Start of Supplied text

Often the failure to reach functional success is based on short-term planning or inadequate understanding of the local ecosystem. These shortcomings often include inappropriate location, unnatural shape, excess sedimentation and/or erosion, unsuitable substrate, limited nutrients or organic matter, and inadequate edge area around the restoration site (Zedler and Callaway 2000). In addition to the difficulty in obtaining full functional success, it is also more difficult to determine and requires more advanced monitoring techniques (Kentula 2000).
In many areas, including Louisiana, the goal of restoration is to improve the overall ecosystem function with a series of restoration projects (Steyer and Llewellyn 2000). Landscape success is achieved when a restoration area contributes to the ecological integrity of surrounding ecosystems (Kentula 2000). This is the type of success focused on in Louisiana, where projects are selected by a task force comprised of federal and state agencies (Steyer and Llewellyn 2000). Their objective is to prioritize projects that will efficiently allocate federal funds and effectively restore the coastal landscape, based on the evaluation of past projects.

End of Supplied text
Start of Recorded data

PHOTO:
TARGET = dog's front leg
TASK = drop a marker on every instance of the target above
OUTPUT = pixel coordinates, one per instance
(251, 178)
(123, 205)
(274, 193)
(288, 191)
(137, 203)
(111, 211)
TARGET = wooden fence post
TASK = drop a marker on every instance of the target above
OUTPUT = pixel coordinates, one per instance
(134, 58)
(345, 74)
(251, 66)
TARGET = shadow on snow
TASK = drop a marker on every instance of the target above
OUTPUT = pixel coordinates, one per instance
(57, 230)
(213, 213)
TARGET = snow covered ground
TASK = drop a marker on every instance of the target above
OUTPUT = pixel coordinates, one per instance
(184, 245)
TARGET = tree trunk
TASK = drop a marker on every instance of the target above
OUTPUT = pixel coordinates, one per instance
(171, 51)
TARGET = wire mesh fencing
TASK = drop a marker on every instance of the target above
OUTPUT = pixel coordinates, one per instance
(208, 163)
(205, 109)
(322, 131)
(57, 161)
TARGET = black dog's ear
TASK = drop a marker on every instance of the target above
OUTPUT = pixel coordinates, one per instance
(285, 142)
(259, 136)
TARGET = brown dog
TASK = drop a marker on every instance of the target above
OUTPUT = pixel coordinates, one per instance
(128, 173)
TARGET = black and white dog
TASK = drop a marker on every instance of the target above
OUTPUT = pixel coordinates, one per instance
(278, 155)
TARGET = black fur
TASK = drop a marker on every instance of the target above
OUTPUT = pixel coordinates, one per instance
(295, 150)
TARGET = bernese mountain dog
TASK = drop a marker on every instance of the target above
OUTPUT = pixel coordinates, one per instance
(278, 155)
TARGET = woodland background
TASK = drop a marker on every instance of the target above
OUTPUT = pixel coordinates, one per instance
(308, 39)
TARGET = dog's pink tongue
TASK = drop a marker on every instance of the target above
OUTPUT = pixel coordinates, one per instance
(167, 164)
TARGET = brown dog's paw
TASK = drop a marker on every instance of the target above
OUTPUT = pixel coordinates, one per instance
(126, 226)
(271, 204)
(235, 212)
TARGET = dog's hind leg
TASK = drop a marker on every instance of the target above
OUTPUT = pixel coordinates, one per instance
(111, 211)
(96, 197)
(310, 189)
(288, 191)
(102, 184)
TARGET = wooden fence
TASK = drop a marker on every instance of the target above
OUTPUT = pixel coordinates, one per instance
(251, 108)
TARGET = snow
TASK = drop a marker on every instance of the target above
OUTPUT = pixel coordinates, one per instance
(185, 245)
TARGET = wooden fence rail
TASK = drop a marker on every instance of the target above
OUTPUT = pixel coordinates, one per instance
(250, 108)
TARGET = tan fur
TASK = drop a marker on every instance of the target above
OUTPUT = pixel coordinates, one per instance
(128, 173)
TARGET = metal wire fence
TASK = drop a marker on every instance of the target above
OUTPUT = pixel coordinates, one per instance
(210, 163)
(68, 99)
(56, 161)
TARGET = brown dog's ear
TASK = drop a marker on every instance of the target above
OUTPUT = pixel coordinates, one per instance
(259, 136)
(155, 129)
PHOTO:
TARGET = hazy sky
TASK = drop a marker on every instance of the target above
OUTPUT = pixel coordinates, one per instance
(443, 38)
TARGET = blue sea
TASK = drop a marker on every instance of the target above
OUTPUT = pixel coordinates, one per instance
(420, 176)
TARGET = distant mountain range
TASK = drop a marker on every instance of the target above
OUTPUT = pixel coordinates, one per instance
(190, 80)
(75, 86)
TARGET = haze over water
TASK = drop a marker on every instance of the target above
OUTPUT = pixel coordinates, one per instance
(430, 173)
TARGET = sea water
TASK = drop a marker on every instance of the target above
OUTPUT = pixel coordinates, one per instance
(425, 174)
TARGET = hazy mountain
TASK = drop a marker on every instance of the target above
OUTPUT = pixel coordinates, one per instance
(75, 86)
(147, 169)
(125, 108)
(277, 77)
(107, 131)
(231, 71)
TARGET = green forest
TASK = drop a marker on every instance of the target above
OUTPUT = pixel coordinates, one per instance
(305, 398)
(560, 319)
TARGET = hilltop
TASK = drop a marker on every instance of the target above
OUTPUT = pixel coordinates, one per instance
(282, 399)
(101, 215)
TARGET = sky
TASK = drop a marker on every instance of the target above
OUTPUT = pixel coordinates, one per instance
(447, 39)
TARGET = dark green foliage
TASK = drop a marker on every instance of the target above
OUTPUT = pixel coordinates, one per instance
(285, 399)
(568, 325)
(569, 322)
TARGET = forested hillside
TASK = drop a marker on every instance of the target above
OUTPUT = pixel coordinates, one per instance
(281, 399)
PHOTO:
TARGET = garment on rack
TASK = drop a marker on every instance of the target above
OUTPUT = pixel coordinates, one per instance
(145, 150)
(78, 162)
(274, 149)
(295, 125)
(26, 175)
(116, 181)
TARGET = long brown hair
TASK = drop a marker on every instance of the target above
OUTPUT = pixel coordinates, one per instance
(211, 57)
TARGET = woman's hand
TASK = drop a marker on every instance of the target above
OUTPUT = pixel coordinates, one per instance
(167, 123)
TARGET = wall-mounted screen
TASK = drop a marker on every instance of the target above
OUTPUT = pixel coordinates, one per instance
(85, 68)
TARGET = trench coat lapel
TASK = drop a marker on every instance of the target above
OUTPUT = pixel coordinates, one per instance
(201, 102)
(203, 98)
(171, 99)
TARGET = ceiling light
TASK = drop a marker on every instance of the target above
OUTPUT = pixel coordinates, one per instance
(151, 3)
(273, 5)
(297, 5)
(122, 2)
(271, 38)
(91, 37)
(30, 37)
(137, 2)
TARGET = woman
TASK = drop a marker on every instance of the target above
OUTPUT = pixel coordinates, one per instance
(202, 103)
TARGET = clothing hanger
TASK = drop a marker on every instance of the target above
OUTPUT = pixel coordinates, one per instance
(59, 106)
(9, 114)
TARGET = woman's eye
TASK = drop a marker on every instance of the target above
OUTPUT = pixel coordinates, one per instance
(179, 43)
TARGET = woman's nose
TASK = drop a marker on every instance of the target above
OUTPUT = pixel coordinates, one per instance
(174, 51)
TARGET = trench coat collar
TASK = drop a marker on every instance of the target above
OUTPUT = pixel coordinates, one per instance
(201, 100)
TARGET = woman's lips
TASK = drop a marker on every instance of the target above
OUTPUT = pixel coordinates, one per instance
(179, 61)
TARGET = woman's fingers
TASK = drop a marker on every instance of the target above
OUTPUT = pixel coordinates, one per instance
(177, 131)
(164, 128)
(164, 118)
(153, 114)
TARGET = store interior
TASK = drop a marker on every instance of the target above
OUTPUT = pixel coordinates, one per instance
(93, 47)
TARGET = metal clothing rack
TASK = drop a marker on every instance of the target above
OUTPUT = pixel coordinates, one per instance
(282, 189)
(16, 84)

End of Recorded data

Parts of the exercise:
1/ Copy the wetland restoration passage between "Often the failure" and "techniques (Kentula 2000).", inclusive, and switch "substrate" to "bottom material".
2/ Extend the wetland restoration passage by continuing it after its final sentence.
The records are unrelated material and have no connection to the wetland restoration passage.

Task-by-task results:
1/
Often the failure to reach functional success is based on short-term planning or inadequate understanding of the local ecosystem. These shortcomings often include inappropriate location, unnatural shape, excess sedimentation and/or erosion, unsuitable bottom material, limited nutrients or organic matter, and inadequate edge area around the restoration site (Zedler and Callaway 2000). In addition to the difficulty in obtaining full functional success, it is also more difficult to determine and requires more advanced monitoring techniques (Kentula 2000).

2/
The importance of monitoring restoration projects


The assessment of restoration projects is crucial for the improvement of restoration techniques. Monitoring is used to regularly evaluate the progress of a restoration project. Despite its importance, monitoring is often the least supported step of restoration projects due to lack of funding, commitment of time, appropriate control or reference sites, standard protocol, sound science, and hypothesis testing (Steyer and Llewellyn 2000). Monitoring required to fulfill a permit is often discontinued before full assessment of the project process can be completed. Or, in other cases the indicators used do not capture the data to suggest reasons for successes or failures (Zedler and Callaway 1999). This demonstrates a need to develop monitoring techniques for salt marsh restoration projects.


If used correctly, monitoring can be used to update the current understanding of social and ecological change (Steyer and Llewellyn 2000). Adaptive management is the term used to describe projects that take account of monitoring results in the planning process. This process allows for flexibility so that if deviations from the original plan occur, a process has been developed to ensure that the restoration plan continues to progress. Even the most well-planned projects can face unexpected problems (Zedler and Callaway 2000), and adaptive management provides methods of managing and anticipating such events.